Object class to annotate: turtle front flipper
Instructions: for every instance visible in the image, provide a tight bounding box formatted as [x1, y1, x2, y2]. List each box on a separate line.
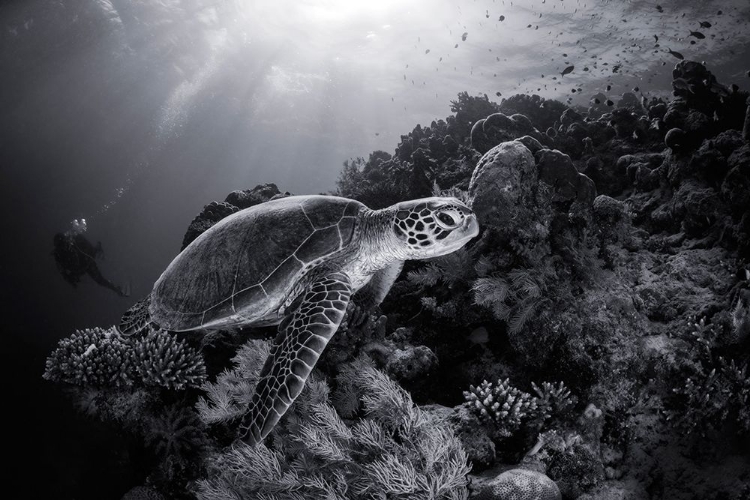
[118, 294, 151, 337]
[240, 273, 352, 446]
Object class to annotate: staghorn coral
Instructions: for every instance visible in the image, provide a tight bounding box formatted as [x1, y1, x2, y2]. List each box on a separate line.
[472, 469, 562, 500]
[43, 327, 135, 387]
[464, 378, 538, 437]
[197, 359, 468, 500]
[531, 382, 576, 420]
[43, 327, 206, 390]
[133, 330, 206, 390]
[145, 406, 207, 458]
[669, 357, 750, 436]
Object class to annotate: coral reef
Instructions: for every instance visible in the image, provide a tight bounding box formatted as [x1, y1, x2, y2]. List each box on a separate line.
[43, 327, 134, 387]
[472, 469, 562, 500]
[180, 201, 239, 251]
[45, 57, 750, 500]
[464, 379, 538, 436]
[198, 359, 468, 499]
[44, 327, 206, 390]
[132, 330, 206, 390]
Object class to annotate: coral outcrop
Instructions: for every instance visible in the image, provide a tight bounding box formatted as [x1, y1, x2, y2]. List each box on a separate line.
[472, 469, 562, 500]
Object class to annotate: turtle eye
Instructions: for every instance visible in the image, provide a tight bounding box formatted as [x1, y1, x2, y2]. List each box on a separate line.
[437, 212, 456, 228]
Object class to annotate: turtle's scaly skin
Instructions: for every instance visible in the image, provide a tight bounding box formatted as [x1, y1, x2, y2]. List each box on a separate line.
[121, 196, 479, 444]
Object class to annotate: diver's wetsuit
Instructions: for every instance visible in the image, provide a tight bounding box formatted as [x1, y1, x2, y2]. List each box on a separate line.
[53, 233, 128, 297]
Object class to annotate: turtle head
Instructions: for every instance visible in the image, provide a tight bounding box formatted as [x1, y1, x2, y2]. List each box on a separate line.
[391, 197, 479, 259]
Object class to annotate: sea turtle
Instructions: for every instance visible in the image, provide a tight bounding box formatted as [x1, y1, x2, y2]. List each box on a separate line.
[120, 196, 479, 445]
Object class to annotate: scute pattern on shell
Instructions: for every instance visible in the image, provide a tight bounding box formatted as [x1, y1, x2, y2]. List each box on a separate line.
[150, 196, 364, 331]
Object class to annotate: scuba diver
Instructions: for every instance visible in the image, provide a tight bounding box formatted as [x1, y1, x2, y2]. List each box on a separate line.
[52, 219, 130, 297]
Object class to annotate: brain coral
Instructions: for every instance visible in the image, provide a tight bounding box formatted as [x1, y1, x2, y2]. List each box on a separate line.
[473, 469, 562, 500]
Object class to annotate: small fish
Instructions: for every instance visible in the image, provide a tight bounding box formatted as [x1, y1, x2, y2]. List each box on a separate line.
[667, 49, 685, 59]
[672, 78, 693, 93]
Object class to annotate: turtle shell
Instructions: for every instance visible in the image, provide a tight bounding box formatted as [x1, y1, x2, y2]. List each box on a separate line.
[149, 196, 366, 331]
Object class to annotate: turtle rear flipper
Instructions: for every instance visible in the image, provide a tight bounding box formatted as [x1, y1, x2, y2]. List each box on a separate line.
[240, 273, 352, 446]
[117, 294, 151, 337]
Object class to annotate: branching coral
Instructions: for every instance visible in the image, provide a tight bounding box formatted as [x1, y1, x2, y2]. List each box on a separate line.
[145, 406, 206, 457]
[464, 378, 575, 437]
[43, 327, 206, 390]
[196, 340, 269, 424]
[43, 327, 134, 387]
[133, 330, 206, 390]
[464, 378, 538, 437]
[198, 359, 468, 500]
[670, 357, 750, 434]
[667, 316, 750, 435]
[531, 382, 576, 420]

__Exercise brief__
Convert all the lines above into a numbered list, skipping blank lines and leaving out the pictures.

__The completed task__
1. Object class to annotate: turtle front flipper
2. Instructions: for every instance visible in the image, provide a tight bounding box formatted as [x1, y1, x2, y2]. List each box on a separate line.
3. [118, 294, 151, 337]
4. [240, 273, 352, 446]
5. Object class to annotate: staghorn coral
6. Instructions: for every instance visible in the image, provide a tight bounding box formatted as [x1, y1, x2, y2]. List each box on a separate line.
7. [472, 469, 562, 500]
8. [43, 327, 135, 387]
9. [464, 378, 538, 437]
10. [197, 359, 468, 500]
11. [531, 382, 576, 420]
12. [43, 327, 206, 390]
13. [133, 330, 206, 390]
14. [145, 406, 207, 458]
15. [669, 357, 750, 436]
16. Object class to annotate: coral reef
17. Instructions: for every instance visible in the image, provide a tight bounding box formatted as [x1, y1, x2, y2]. List each box on a separate line.
18. [43, 327, 134, 387]
19. [472, 469, 562, 500]
20. [180, 201, 239, 251]
21. [45, 57, 750, 500]
22. [464, 379, 538, 436]
23. [198, 359, 468, 499]
24. [44, 327, 206, 390]
25. [132, 330, 206, 390]
26. Object class to annotate: coral outcrop
27. Instructions: for every instance visible in the image, provide a tight bounding box formatted as [x1, y1, x2, y2]. List each box on a separate line.
28. [472, 469, 562, 500]
29. Object class to annotate: turtle eye
30. Instructions: for every instance visible in the image, provide a tight bounding box formatted as [x1, y1, x2, y2]. List each box on a separate line.
31. [437, 212, 456, 228]
32. Object class to annotate: turtle's scaly skin
33. Instructions: for every instance visible in the image, provide a tight bounding box formatted as [x1, y1, x2, y2]. List each box on a separate line.
34. [121, 196, 479, 444]
35. Object class to annotate: diver's wetsuit
36. Instructions: for every instance visible in the image, provide a tight bounding box formatted as [x1, y1, x2, y2]. List each box on a separate line.
37. [53, 233, 128, 297]
38. Object class to annotate: turtle head
39. Instructions: for every instance visible in the image, provide a tight bounding box formatted as [x1, y1, x2, y2]. List each box on a separate line.
40. [391, 197, 479, 259]
41. Object class to annotate: sea turtle
42. Instructions: for every instance visible in the image, provide a tight bounding box formatted as [x1, y1, x2, y2]. List each box on a separate line.
43. [120, 196, 479, 445]
44. Object class to annotate: scute pattern on shell
45. Instructions: for every instance visible in the image, provide a tight bounding box formatted as [x1, y1, x2, y2]. List each box on a separate line.
46. [150, 196, 364, 331]
47. Object class to annotate: scuba diver
48. Instructions: for every instance visible in the image, provide a tight bounding box formatted as [x1, y1, x2, y2]. List each box on a separate line.
49. [52, 219, 130, 297]
50. Object class to annotate: brain coral
51. Instructions: for every instance visible in the image, provide a tight bounding box formatted as [x1, y1, x2, y2]. List each box on a separate line.
52. [473, 469, 562, 500]
53. Object class to annotate: small fish
54. Instructions: for every instance visible in the image, provide a tight bounding box formatted as [x1, y1, x2, y2]. List each box on a separate line.
55. [667, 49, 685, 59]
56. [672, 78, 693, 93]
57. Object class to annotate: turtle shell
58. Instructions: for every instance visible in the image, provide a tight bounding box formatted as [x1, y1, x2, y2]. List each box on a separate line.
59. [149, 196, 366, 331]
60. Object class to annotate: turtle rear flipper
61. Instructions: for every instance visible in the image, provide a tight bounding box formatted as [x1, y1, x2, y2]. List each box on a separate line.
62. [240, 273, 352, 446]
63. [117, 294, 151, 337]
64. Object class to annotate: branching coral
65. Instructions: for every instance visible in the image, provide a tight bounding box formatted as [x1, y1, x2, y2]. List each box on a separate line.
66. [145, 406, 206, 457]
67. [464, 378, 575, 437]
68. [43, 327, 206, 390]
69. [196, 340, 269, 424]
70. [43, 327, 134, 387]
71. [133, 330, 206, 390]
72. [464, 378, 538, 437]
73. [198, 359, 468, 500]
74. [670, 357, 750, 434]
75. [667, 316, 750, 435]
76. [531, 382, 576, 420]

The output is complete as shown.